» **Consigne**
Recopiez tel quel le passage du texte cité ci-dessous qui va de « 4 – Mise en » jusqu'à « de procédure pénale. » inclus.

» **Texte cité**
========================

4 – Mise en perspective avec la dernière jurisprudence française.

La France, confortée par la position du Tribunal fédéral pourrait multiplier ce type d’initiative et demander l’assistance administrative à la Suisse pour les contribuables suisses susceptibles d’être résidents au sens du droit interne français, afin de connaître la nature de leur régime d’imposition, même en l’absence de procédure pénale.

Lorsque les contribuables expatriés ont gardé des liens importants avec la France, notamment économiques, la question du critère du centre des intérêts économiques ressurgit avec la plus grande acuité. Le Tribunal fédéral, en précisant qu’il n’appartient pas à la Suisse de trancher elle-même sur l’existence d’un conflit de résidence effective, aurait pu procéder à une analyse plus fine et circonstanciée.

En parallèle, un arrêt de la cour administrative d’appel de Lyon du 4 décembre 2018 doit susciter notre intérêt, même s’il est antérieur à la décision de la Haute juridiction suisse. Le litige concernait un couple de contribuables français ayant transféré leur résidence fiscale en Suisse, au bénéfice d’une imposition d’après la dépense. Ceux-ci soutenaient avoir transféré leur domicile à la fin de l’année 2007, avant la cession de leurs titres de société pour un montant très important, tandis que l’administration fiscale considérait qu’ils étaient résidents en France jusqu’au 31 mars 2008, date de la cession de leur participation, ce qui entrainait la réintégration dans leur base imposable des plus-values de cession de valeurs mobilières, ainsi que les contributions sociales y afférentes.

========================

» **Données fournies**
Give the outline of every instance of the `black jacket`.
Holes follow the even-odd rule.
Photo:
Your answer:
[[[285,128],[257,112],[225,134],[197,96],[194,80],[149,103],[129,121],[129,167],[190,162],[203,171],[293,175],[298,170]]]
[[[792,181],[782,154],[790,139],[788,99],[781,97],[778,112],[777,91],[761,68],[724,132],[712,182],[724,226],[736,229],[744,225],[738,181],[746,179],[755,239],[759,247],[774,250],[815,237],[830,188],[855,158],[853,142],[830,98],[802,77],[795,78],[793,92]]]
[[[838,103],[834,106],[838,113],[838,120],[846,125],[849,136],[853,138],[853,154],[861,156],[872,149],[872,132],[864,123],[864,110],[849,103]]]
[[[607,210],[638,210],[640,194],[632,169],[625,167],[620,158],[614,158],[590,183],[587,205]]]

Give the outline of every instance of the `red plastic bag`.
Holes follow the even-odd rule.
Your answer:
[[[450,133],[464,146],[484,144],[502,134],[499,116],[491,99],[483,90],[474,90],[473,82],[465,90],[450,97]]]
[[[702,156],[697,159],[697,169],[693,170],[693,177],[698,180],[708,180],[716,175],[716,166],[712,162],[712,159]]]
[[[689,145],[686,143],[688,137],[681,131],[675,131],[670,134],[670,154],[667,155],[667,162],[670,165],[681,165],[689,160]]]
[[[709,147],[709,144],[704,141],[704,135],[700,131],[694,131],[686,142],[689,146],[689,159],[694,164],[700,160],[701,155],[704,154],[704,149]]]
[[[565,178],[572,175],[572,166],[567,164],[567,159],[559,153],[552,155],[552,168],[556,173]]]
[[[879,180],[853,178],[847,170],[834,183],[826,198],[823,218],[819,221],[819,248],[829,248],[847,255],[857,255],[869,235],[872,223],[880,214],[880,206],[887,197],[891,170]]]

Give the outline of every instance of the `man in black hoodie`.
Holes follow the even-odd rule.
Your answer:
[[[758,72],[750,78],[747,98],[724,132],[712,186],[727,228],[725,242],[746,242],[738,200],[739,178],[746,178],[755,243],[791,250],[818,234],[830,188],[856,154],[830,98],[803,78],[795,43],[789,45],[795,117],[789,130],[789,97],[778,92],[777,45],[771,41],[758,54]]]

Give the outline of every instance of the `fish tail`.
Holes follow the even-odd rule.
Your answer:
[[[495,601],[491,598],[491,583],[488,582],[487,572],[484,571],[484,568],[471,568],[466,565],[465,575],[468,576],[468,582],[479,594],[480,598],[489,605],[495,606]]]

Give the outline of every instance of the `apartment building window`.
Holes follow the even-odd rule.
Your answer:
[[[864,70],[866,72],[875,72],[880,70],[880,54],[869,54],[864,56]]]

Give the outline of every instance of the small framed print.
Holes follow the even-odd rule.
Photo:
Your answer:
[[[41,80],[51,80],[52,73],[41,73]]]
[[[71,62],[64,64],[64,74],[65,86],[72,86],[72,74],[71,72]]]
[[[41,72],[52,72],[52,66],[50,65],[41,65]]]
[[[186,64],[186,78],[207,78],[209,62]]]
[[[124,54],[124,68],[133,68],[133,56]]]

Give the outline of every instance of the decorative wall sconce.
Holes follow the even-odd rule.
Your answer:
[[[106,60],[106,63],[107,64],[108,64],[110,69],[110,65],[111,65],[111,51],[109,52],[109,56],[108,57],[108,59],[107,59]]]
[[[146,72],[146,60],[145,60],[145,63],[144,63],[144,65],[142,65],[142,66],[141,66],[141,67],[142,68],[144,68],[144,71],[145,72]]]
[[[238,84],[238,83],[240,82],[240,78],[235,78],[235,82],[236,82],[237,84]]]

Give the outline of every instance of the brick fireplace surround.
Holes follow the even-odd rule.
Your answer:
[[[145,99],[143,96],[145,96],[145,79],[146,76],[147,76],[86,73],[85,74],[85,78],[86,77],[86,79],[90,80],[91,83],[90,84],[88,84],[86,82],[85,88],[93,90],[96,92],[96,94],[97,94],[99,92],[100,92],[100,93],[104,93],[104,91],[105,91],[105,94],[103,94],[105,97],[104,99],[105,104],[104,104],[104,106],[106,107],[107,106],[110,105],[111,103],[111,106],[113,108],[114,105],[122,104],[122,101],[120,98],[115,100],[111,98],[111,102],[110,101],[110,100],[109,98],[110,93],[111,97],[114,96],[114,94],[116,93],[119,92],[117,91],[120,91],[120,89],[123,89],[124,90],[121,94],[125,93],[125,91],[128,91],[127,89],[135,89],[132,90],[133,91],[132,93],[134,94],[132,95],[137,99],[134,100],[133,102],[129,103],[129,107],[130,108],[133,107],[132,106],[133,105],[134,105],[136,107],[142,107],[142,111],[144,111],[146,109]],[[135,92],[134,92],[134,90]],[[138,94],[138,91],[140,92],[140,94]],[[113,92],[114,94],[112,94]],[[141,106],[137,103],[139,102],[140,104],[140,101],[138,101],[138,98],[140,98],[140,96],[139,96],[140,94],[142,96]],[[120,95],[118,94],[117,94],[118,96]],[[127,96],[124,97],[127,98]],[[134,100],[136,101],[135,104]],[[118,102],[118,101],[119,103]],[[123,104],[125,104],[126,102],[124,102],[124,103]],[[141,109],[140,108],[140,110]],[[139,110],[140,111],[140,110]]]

========================

» **Résultat**
4 – Mise en perspective avec la dernière jurisprudence française.

La France, confortée par la position du Tribunal fédéral pourrait multiplier ce type d’initiative et demander l’assistance administrative à la Suisse pour les contribuables suisses susceptibles d’être résidents au sens du droit interne français, afin de connaître la nature de leur régime d’imposition, même en l’absence de procédure pénale.